[Natural language region descriptions]
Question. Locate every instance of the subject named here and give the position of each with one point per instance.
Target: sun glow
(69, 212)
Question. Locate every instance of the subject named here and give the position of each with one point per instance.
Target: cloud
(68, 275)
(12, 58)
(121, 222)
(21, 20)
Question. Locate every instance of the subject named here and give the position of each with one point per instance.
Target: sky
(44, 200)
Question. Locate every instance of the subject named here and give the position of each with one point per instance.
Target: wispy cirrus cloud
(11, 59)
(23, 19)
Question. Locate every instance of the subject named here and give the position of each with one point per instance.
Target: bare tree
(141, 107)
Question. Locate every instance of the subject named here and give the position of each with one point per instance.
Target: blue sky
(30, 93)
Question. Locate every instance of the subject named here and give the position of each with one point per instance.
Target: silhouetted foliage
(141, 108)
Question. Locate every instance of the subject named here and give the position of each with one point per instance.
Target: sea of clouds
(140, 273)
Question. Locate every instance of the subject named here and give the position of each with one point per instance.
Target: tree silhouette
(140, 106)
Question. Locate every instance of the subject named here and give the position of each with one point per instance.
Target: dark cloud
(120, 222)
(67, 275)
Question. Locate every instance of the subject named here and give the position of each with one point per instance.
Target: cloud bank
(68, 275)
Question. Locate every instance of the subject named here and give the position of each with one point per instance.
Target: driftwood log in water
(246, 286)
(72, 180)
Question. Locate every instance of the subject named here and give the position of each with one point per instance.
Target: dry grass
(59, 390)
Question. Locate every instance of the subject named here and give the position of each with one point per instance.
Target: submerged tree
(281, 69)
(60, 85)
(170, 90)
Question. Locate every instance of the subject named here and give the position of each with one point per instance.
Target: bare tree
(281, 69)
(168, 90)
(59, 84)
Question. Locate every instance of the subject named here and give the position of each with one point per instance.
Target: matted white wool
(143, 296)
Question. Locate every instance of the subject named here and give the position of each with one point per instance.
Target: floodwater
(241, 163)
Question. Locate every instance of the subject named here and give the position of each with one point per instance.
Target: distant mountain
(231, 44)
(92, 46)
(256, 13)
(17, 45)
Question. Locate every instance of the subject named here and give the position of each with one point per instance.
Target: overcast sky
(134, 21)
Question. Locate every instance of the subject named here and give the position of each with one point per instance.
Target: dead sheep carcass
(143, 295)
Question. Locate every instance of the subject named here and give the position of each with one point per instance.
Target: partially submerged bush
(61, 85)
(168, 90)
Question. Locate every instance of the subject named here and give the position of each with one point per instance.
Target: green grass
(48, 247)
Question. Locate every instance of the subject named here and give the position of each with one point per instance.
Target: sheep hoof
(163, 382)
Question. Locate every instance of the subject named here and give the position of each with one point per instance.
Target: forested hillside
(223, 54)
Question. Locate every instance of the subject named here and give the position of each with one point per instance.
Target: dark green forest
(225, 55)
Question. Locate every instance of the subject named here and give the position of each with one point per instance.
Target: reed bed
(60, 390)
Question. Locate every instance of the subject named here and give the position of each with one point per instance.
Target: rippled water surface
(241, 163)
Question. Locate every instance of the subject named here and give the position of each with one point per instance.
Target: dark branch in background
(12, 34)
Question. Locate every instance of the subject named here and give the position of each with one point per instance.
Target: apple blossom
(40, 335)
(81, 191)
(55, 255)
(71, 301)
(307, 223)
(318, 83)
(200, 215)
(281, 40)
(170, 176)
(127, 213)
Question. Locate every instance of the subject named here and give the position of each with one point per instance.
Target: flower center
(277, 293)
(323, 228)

The task: The lines to output run from the one containing "Target: apple blossom" through the last line of the records above; repeat them exactly and nothing more.

Response:
Target: apple blossom
(40, 335)
(81, 191)
(55, 255)
(71, 301)
(307, 223)
(318, 83)
(200, 215)
(281, 40)
(170, 176)
(127, 213)
Question. Locate every instance of the subject named here and give the position of each with one point per instance.
Target: flower center
(277, 293)
(323, 228)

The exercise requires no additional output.